§ TASK BRIEF: For the data below, say how many lines contain "fence". Only the number should be given.

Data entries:
*** Block opens ***

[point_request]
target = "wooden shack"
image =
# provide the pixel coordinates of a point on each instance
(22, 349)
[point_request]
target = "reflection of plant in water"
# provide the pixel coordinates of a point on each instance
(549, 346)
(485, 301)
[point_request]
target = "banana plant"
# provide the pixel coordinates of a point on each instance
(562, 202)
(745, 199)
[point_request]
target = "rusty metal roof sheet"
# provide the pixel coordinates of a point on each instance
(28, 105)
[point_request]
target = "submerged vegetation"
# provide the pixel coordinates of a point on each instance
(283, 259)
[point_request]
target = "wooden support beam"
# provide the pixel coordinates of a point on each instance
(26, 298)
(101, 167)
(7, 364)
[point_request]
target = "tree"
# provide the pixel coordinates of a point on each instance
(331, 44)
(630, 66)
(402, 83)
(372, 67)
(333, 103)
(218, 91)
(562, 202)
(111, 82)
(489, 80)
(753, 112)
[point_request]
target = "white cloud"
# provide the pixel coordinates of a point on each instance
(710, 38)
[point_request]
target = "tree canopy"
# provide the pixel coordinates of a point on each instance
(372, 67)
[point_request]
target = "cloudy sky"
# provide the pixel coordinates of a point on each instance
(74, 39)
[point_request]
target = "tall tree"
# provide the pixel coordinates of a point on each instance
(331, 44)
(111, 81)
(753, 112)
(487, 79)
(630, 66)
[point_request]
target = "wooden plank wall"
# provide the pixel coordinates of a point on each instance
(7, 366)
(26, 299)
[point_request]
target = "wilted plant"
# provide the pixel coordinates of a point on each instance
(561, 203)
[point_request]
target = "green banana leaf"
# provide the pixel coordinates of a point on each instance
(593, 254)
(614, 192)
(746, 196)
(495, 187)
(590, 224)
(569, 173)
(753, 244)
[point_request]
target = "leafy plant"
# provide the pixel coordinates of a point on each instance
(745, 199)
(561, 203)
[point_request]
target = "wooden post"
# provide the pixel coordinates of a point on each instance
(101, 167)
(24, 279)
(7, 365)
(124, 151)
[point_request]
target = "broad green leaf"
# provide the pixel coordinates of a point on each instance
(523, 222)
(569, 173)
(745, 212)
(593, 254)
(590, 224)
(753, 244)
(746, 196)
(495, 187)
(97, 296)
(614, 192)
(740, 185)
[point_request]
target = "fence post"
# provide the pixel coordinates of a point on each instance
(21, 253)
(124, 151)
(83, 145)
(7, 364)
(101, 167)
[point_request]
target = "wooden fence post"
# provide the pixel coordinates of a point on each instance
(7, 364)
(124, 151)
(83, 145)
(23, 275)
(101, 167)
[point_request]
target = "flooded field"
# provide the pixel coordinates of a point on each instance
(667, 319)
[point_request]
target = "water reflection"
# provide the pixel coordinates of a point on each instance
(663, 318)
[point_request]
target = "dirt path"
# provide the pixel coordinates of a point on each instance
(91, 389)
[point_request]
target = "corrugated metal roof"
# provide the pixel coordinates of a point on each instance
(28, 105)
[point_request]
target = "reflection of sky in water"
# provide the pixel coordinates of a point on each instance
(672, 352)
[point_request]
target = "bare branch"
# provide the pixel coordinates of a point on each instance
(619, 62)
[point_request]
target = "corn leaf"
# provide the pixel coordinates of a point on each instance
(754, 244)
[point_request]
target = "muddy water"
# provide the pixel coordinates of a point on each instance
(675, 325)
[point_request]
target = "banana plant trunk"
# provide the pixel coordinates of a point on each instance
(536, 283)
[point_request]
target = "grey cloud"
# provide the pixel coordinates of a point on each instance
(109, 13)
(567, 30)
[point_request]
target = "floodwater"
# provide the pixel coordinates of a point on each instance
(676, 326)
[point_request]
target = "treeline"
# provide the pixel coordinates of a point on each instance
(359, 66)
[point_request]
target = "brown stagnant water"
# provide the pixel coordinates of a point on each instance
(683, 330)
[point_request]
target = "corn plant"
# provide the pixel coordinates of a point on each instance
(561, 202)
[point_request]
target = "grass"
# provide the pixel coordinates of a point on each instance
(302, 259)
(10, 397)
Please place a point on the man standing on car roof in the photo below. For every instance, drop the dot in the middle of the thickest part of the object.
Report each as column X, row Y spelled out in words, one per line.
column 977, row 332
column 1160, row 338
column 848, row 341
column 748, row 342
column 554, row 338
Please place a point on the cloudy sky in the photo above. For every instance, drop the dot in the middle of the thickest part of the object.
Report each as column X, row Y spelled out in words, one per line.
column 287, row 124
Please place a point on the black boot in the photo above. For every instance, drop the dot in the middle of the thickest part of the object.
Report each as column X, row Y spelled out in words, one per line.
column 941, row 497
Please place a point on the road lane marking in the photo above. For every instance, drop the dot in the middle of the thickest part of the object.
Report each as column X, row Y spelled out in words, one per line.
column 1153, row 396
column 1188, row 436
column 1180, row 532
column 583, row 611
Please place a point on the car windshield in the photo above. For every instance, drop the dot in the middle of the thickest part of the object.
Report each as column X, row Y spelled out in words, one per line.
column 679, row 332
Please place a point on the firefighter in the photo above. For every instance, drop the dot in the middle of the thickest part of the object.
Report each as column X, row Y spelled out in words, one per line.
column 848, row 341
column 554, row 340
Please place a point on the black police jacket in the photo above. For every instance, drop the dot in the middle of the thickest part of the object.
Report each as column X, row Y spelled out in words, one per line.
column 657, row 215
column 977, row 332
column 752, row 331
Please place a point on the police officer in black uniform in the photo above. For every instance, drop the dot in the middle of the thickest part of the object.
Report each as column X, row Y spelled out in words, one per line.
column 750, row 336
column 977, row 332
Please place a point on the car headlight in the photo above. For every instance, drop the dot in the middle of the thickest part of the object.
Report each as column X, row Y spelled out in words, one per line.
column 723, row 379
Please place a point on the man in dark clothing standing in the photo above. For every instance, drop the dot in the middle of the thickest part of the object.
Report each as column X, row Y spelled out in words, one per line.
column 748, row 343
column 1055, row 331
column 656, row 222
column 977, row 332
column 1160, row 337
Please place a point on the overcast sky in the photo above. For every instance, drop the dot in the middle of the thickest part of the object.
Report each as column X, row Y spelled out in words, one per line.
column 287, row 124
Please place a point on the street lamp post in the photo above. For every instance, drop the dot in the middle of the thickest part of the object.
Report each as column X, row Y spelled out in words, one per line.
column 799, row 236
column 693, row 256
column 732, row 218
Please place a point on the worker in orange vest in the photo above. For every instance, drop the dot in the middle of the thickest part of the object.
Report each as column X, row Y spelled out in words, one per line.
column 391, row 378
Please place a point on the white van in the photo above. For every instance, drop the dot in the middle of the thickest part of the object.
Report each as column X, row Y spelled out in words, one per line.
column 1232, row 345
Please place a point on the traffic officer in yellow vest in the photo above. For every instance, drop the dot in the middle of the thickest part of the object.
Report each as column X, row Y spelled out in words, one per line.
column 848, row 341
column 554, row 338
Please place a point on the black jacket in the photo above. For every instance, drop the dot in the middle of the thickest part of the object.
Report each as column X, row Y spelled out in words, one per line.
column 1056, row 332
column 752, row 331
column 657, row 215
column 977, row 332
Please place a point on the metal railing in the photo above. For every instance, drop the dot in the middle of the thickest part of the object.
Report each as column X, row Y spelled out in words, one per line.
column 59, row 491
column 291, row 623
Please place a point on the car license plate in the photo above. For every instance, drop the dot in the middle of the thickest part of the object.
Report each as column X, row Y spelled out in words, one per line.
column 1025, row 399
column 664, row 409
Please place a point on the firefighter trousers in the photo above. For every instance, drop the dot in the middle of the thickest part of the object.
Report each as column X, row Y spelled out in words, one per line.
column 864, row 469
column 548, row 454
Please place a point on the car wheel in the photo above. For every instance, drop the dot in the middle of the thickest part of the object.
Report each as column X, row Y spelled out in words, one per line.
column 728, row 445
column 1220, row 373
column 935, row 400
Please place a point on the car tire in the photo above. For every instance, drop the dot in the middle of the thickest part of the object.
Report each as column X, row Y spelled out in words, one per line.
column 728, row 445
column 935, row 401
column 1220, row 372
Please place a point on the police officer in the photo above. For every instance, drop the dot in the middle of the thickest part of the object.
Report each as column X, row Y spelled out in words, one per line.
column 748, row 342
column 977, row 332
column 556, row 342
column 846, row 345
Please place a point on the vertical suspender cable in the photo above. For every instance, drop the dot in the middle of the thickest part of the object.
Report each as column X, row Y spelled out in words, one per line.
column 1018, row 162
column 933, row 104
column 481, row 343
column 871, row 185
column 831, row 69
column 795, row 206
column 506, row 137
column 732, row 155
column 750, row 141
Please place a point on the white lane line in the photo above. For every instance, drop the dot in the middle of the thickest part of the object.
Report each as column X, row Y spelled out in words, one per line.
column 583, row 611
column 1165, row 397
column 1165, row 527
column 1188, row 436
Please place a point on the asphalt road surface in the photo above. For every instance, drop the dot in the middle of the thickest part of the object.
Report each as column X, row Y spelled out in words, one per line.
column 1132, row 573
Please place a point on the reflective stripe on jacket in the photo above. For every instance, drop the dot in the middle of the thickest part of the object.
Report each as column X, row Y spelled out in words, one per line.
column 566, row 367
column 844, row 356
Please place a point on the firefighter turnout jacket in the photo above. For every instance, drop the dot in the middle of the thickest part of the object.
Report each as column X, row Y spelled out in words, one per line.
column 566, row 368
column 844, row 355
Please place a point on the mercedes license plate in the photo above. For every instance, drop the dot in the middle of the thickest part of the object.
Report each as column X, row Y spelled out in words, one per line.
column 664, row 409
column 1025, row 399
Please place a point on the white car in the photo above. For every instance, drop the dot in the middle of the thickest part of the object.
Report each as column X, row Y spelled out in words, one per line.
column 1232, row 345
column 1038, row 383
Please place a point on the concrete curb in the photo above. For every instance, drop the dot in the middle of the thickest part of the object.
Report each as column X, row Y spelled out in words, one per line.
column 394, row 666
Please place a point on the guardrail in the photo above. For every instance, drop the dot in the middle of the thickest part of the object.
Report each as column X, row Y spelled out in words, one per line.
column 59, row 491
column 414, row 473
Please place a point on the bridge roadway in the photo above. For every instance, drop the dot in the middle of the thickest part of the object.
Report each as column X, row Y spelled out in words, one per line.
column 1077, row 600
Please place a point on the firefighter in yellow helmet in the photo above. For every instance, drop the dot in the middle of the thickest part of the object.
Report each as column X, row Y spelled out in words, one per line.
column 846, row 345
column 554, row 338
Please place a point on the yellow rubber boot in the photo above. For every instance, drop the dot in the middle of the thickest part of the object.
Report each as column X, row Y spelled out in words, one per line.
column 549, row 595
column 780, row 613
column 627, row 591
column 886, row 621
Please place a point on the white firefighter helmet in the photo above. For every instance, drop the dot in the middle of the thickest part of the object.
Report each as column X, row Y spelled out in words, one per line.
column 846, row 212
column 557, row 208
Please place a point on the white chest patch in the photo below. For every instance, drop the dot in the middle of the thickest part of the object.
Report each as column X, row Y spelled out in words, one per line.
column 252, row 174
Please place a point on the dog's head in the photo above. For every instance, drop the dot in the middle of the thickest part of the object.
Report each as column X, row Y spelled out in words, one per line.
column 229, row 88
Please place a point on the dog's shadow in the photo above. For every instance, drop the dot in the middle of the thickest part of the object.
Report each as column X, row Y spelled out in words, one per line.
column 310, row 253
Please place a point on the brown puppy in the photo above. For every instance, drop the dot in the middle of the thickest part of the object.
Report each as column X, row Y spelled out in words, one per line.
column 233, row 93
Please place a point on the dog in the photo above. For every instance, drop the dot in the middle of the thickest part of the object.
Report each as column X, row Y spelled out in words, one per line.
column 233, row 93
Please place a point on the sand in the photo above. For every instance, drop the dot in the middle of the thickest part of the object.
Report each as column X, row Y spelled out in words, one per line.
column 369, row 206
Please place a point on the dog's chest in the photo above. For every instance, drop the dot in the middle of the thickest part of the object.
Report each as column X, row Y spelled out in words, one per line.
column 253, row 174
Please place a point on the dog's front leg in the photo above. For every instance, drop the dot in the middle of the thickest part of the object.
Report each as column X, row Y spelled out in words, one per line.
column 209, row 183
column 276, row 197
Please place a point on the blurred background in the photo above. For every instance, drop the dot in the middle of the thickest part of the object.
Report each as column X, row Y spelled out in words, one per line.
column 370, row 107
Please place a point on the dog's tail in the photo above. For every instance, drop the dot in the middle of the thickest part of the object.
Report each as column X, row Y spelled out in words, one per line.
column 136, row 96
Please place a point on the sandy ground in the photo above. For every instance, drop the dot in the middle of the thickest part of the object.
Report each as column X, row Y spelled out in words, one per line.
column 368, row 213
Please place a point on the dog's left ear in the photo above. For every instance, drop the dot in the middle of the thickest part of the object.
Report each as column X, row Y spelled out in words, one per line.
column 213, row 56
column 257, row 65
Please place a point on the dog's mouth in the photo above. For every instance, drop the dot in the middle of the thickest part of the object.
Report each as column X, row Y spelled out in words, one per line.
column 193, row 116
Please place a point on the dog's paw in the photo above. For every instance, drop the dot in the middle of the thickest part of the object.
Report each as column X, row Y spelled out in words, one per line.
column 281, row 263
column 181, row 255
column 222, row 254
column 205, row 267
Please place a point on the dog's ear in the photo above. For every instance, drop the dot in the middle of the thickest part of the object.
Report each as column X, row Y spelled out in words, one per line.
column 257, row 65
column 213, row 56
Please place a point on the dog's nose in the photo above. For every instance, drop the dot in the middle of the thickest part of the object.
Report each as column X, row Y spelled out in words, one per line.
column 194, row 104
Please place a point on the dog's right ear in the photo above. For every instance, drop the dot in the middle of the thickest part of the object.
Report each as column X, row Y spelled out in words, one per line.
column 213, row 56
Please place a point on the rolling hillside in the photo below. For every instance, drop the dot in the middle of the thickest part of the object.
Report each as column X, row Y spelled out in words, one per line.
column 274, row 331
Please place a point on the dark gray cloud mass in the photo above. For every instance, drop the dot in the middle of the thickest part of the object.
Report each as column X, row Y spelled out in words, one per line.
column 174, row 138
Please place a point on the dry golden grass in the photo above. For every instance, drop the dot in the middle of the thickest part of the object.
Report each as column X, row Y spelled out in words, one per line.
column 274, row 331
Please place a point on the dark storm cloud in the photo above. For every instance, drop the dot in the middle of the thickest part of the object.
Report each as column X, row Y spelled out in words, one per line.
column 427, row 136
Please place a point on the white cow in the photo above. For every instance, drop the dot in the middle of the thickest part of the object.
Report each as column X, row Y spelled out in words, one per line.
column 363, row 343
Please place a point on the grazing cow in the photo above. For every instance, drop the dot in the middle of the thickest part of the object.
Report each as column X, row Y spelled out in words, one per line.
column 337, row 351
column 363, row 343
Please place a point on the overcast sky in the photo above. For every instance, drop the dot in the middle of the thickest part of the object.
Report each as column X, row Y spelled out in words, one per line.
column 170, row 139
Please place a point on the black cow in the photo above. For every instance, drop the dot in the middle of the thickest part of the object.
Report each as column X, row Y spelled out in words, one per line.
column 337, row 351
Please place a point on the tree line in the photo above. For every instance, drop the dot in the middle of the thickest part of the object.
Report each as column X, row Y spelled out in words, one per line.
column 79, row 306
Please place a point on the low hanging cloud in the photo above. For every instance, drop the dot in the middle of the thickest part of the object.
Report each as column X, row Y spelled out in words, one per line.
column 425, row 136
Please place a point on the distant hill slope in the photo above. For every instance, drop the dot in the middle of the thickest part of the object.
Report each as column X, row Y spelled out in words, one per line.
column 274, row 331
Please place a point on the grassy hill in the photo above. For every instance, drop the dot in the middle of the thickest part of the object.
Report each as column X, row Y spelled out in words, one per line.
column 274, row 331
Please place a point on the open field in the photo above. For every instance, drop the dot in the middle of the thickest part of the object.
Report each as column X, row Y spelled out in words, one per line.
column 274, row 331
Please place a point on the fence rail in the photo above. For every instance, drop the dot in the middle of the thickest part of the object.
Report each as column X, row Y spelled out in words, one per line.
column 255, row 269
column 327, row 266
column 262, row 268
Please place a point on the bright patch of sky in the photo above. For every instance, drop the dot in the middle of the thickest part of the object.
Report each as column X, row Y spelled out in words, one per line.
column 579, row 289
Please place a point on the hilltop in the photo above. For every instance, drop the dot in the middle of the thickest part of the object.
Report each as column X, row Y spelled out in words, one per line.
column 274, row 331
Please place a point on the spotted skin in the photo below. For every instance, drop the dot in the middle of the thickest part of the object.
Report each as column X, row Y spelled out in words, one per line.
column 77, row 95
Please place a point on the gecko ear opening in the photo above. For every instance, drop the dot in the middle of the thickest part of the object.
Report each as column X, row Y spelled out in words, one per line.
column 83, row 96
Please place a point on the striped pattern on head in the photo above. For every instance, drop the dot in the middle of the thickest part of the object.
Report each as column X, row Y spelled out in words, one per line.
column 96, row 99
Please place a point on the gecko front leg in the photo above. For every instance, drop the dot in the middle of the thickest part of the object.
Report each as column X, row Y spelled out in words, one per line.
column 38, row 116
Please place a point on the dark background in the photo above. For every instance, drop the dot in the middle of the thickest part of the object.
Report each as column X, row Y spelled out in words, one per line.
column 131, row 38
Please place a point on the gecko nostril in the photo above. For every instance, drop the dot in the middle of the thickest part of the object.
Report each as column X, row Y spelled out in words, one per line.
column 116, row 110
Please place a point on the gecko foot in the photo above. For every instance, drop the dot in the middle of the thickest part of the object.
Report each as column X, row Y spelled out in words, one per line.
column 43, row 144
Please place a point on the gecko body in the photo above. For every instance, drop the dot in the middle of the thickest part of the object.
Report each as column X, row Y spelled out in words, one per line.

*** Block closes ***

§ ANSWER SECTION: 3